Could you reproduce the rows below word for word, leaving out the pictures?

## Begin SUPPLIED RECORDS

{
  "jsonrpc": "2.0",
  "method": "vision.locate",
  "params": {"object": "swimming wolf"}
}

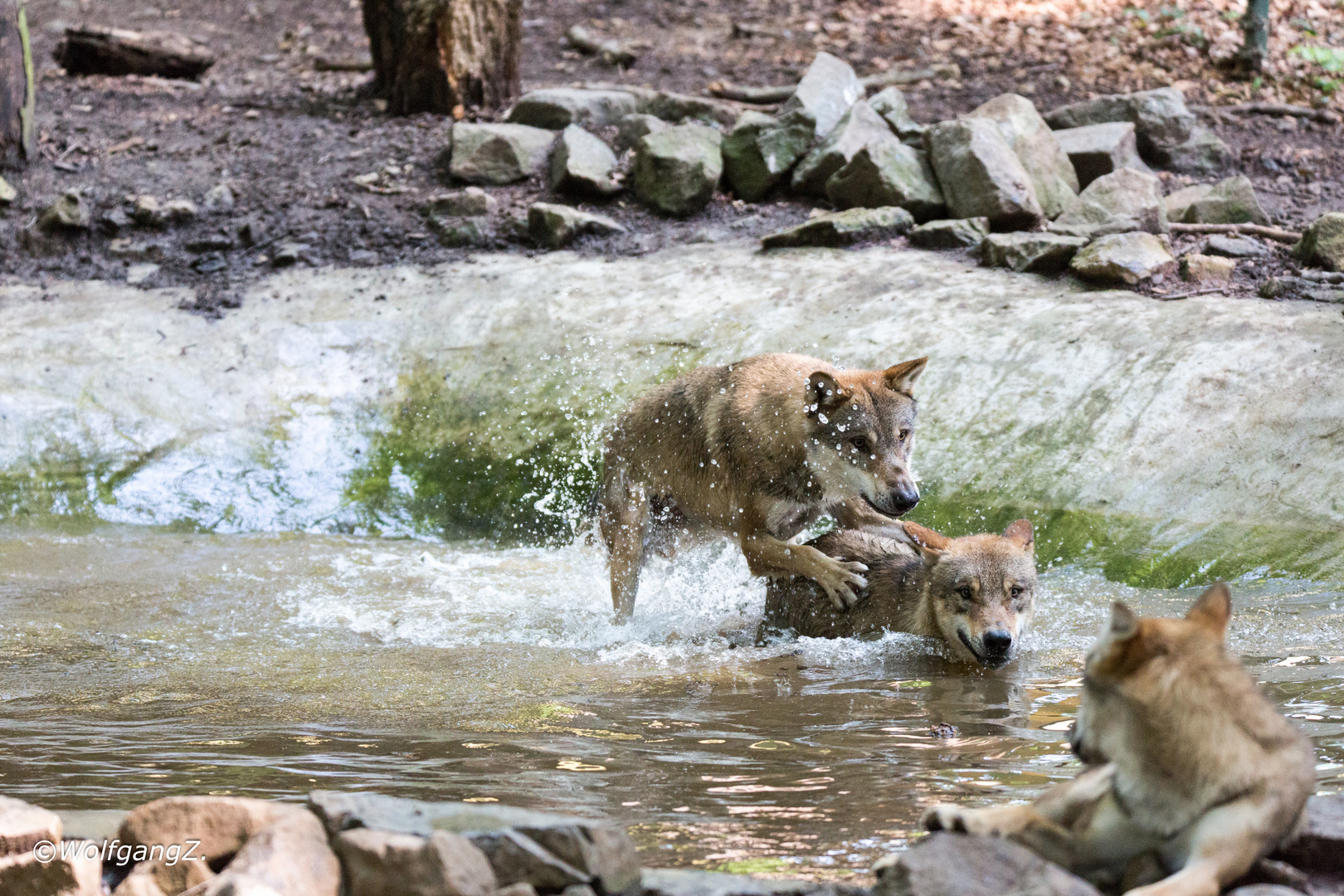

## End SUPPLIED RECORDS

- ANSWER TO THE PROBLEM -
{
  "jsonrpc": "2.0",
  "method": "vision.locate",
  "params": {"object": "swimming wolf"}
}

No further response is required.